PROBLEM DESCRIPTION -
Return each entry precisely as it appears below.

----- SUPPLIED ENTRIES

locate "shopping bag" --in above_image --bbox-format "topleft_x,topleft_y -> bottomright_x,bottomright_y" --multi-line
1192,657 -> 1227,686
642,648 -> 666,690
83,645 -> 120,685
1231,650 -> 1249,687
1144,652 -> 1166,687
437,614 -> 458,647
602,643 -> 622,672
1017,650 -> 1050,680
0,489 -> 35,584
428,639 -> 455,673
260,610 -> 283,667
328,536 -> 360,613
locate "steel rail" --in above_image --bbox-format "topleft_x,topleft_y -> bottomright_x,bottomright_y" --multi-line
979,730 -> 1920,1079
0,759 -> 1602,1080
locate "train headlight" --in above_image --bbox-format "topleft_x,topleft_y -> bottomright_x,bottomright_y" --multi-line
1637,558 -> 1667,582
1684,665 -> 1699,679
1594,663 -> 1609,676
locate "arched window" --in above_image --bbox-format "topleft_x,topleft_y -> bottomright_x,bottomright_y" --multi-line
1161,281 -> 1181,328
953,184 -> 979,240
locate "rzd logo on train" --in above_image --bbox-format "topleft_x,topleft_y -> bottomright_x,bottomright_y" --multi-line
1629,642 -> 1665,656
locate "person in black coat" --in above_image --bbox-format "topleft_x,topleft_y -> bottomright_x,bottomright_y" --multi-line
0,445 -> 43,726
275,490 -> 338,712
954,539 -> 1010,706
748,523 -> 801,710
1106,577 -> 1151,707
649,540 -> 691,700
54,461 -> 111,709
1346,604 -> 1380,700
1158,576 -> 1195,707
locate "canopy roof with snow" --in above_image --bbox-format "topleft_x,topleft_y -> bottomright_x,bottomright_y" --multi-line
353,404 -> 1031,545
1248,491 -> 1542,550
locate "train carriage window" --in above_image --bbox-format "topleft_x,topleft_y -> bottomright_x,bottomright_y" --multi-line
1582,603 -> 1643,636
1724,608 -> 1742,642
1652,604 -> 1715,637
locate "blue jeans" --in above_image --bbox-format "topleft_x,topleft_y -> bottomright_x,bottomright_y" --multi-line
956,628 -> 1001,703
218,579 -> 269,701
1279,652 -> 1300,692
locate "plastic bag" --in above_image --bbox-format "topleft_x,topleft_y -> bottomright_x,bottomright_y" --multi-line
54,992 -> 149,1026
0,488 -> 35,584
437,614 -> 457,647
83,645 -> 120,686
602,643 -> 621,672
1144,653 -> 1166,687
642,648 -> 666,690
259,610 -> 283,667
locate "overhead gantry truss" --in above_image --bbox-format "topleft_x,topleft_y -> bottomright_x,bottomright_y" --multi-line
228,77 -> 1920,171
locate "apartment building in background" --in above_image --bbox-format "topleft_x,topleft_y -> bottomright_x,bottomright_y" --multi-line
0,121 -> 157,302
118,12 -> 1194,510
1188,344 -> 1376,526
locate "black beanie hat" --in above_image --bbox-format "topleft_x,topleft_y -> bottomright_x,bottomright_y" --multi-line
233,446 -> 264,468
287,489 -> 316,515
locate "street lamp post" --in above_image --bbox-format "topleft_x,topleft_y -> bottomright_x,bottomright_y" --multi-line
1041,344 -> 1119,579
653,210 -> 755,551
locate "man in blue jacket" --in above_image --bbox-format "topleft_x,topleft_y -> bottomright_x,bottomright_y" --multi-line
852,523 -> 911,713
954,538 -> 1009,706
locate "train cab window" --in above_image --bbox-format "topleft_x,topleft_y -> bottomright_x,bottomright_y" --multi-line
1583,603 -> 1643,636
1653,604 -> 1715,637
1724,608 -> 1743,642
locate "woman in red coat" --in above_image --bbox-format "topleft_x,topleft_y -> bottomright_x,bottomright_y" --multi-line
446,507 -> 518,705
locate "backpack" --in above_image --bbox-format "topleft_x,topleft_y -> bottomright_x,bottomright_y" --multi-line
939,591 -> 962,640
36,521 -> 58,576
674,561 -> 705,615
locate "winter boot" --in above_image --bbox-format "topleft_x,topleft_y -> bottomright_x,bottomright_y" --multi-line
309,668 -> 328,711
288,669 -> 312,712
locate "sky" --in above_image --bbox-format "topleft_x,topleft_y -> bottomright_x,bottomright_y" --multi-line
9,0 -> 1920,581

----------

RESULT OF THIS EXERCISE -
locate "shopping bag" --in above_image --bbox-format "topleft_x,topleft_y -> bottomright_x,bottomright_y" --multi-line
1192,657 -> 1227,686
642,648 -> 666,690
83,645 -> 120,685
1231,650 -> 1249,687
1144,652 -> 1166,687
437,614 -> 458,647
602,643 -> 622,672
1017,650 -> 1050,680
0,489 -> 35,584
428,639 -> 455,673
260,610 -> 283,667
328,536 -> 360,613
locate "steel rail" --in above_image --bbox-format "topleft_x,topleft_y -> bottomright_x,bottomright_y" --multi-line
979,730 -> 1920,1079
0,759 -> 1602,1080
locate "train headlight" --in above_image --bbox-format "topleft_x,topleft_y -> bottomright_x,bottomright_y" --multi-line
1637,558 -> 1667,582
1684,665 -> 1699,679
1594,663 -> 1609,676
locate "arched window" --in above_image --bbox-format "topleft_x,topleft_y -> bottomright_x,bottomright_y" --multi-line
1161,281 -> 1181,328
953,184 -> 979,240
locate "rzd logo on train" --in above_image --bbox-format "topleft_x,topleft_y -> bottomright_x,bottomright_y" --multi-line
1629,642 -> 1665,656
locate "person in black coat" --in above_image --bbox-format "topleft_x,topleft_y -> bottomright_x,bottomright_y" --multi-line
0,445 -> 43,726
275,490 -> 338,712
954,539 -> 1010,706
748,523 -> 801,710
1106,577 -> 1151,707
649,540 -> 691,700
54,461 -> 111,709
1346,604 -> 1380,700
1158,576 -> 1195,707
locate "canopy roof with snow" --in above_image --bbox-format "topleft_x,topleft_y -> bottomright_x,bottomright_y" --multi-line
353,404 -> 1031,545
1248,491 -> 1542,550
locate "train carriage window" --in above_image --bbox-format "topleft_x,topleft_y -> bottomright_x,bottomright_y" --multi-line
1582,603 -> 1643,636
1724,608 -> 1742,642
1652,604 -> 1715,637
locate "blue jeans" --in above_image --bbox-format "topleft_x,topleft_y -> bottomright_x,bottomright_y" --multi-line
956,628 -> 1001,703
218,579 -> 269,701
1279,652 -> 1300,692
locate "plastic bag" --in above_image --bbox-format "topleft_x,topleft_y -> bottomright_x,bottomright_y" --multi-line
54,992 -> 149,1026
0,488 -> 35,584
437,614 -> 457,647
83,645 -> 120,686
602,643 -> 621,672
1144,653 -> 1166,687
642,648 -> 666,690
259,610 -> 283,667
locate "overhead gantry truss" --in above_image --bbox-format "topleft_x,topleft_y -> bottomright_x,bottomright_y" --multi-line
228,77 -> 1920,171
locate "apartment building in background" --in above_image --bbox-format "topleft_x,topleft_y -> bottomright_x,bottomright_y" --multi-line
0,121 -> 157,302
118,12 -> 1194,510
1188,344 -> 1376,526
locate "black beanie hat" --in above_image --bbox-format "topleft_x,topleft_y -> bottomright_x,bottomright_y" --multi-line
233,446 -> 264,468
287,489 -> 316,515
locate "street lamp post" --in above_image --bbox-format "topleft_x,topleft_y -> bottomright_x,bottomright_y" --multi-line
1041,344 -> 1119,579
653,210 -> 755,551
locate "man in blue jacket" --in above_image --bbox-format "topleft_x,topleft_y -> bottomright_x,bottomright_y" --multi-line
852,523 -> 911,713
954,538 -> 1009,706
locate "train cab window" --in above_image --bbox-format "topleft_x,topleft_y -> bottomright_x,bottomright_y" --multi-line
1583,603 -> 1643,636
1653,604 -> 1715,637
1724,608 -> 1743,642
locate "woman in red coat" --in above_image --bbox-format "topleft_x,topleft_y -> bottomright_x,bottomright_y" --multi-line
446,507 -> 518,705
locate "backpack" --in above_image --bbox-format "topleft_x,topleft_y -> bottomright_x,bottomright_y" --multi-line
939,591 -> 962,640
36,521 -> 58,576
674,561 -> 705,615
locate "winter boot" --in above_image --bbox-format "topleft_x,topleft_y -> bottomright_x,bottomright_y" --multi-line
309,668 -> 328,711
288,669 -> 312,712
locate "sky" --in above_image --bbox-format "topleft_x,topleft_y -> bottomright_x,bottomright_y" --multi-line
9,0 -> 1920,581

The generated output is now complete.